(ABOUT THIS EXERCISE) Copy the result of filtering the entries below for lines that include the string "roof".

· · · · ·

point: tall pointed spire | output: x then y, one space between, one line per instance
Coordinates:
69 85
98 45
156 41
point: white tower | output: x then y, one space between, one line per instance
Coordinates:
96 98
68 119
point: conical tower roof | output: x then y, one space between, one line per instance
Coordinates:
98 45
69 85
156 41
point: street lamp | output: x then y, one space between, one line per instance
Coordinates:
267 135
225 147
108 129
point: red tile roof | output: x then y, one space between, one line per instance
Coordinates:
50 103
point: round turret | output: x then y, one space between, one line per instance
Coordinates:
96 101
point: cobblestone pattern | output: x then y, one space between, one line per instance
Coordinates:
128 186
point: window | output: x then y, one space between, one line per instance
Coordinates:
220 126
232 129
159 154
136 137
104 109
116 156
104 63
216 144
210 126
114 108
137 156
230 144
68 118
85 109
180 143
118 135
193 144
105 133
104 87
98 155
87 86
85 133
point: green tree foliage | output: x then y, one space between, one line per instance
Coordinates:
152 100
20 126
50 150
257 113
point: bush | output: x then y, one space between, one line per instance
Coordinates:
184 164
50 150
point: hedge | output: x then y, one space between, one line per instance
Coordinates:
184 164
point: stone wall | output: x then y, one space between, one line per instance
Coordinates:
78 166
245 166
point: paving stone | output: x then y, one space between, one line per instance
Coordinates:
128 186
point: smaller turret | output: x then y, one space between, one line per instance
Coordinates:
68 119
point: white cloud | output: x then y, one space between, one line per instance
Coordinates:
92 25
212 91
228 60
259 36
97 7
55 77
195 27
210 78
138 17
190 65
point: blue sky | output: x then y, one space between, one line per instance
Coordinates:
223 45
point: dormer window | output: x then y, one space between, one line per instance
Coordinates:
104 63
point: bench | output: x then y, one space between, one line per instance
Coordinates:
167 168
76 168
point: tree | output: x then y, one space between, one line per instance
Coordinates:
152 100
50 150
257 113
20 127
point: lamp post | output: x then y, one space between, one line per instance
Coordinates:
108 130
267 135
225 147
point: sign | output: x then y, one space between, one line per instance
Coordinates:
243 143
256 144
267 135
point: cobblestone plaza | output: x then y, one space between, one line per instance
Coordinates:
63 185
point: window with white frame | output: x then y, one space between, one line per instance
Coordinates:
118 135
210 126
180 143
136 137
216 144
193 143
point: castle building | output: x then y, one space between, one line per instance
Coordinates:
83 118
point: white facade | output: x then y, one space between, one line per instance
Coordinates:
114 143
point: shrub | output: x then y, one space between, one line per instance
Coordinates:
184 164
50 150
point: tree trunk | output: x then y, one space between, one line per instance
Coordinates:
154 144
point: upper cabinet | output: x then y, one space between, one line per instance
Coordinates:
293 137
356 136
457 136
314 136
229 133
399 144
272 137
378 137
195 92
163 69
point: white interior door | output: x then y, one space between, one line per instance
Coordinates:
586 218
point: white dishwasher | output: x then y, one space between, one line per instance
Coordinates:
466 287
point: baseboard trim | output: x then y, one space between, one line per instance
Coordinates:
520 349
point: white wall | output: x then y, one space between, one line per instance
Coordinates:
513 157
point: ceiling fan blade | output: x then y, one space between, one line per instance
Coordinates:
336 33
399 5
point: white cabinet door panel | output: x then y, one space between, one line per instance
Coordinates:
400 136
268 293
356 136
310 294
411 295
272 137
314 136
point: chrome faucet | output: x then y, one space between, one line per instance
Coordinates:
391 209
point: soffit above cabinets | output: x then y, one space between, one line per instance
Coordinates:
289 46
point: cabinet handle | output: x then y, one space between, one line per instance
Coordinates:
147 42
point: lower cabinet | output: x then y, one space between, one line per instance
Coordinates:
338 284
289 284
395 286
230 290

· · · · ·

(EXPECTED ANSWER)
point: conical tower roof | output: x then y, one space between, one line per instance
point: red tile roof | output: x then y, one space between, one line per instance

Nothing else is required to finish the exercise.